**REQUEST**
Copy out word for word the lines running from the line with "of the dirt" to the line with "of the weed.", both ends included. Give nothing else.

**Records of labeled points**

-------

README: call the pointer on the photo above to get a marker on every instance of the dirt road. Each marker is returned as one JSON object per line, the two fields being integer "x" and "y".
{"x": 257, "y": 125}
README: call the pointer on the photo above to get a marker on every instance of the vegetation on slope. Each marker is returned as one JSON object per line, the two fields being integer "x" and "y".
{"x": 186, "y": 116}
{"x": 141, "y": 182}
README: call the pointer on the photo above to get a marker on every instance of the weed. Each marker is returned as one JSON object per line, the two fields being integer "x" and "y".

-------

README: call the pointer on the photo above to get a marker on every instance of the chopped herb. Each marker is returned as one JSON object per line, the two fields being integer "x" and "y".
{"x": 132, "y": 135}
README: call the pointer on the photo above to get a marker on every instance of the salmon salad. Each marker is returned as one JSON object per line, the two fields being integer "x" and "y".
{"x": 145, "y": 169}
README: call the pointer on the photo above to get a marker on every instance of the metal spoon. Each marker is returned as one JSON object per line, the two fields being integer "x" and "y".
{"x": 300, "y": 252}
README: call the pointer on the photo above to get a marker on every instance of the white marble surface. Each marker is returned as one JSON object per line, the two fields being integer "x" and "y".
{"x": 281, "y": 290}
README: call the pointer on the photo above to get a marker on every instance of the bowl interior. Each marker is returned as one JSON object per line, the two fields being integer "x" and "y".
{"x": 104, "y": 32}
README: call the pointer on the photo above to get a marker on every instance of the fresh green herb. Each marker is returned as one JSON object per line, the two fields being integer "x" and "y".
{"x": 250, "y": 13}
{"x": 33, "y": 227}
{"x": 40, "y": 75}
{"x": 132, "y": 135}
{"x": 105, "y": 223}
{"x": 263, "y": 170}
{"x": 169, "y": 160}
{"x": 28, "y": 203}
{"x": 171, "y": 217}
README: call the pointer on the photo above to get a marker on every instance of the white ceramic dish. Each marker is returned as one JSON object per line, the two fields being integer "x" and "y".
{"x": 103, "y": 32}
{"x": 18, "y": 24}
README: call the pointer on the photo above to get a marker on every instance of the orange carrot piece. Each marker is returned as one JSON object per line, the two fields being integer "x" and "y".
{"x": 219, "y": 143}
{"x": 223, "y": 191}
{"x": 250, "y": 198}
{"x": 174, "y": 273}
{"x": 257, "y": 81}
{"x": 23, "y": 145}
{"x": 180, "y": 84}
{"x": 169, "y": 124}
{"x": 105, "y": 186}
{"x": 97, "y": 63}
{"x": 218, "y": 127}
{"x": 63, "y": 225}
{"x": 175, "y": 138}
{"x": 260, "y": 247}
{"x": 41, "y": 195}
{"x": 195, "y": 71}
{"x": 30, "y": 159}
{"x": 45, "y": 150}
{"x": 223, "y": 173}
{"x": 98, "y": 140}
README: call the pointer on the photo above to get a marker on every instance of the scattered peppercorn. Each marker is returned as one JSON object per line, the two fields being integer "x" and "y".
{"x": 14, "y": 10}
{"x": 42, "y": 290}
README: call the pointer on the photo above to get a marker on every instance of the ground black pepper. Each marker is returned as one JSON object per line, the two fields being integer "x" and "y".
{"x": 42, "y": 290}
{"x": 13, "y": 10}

-------

**SOLUTION TO THE EXERCISE**
README: call the pointer on the photo above to get a marker on every instance of the dirt road. Each marker is returned as one JSON object per line, the two fields being integer "x" and "y".
{"x": 257, "y": 125}
README: call the pointer on the photo above to get a marker on every instance of the vegetation on slope. Each marker is returned as one JSON object per line, the two fields being integer "x" and "y".
{"x": 186, "y": 116}
{"x": 141, "y": 182}
README: call the pointer on the photo above to get a marker on every instance of the weed. Each marker is returned as one JSON object per line, the two fields being integer "x" and "y".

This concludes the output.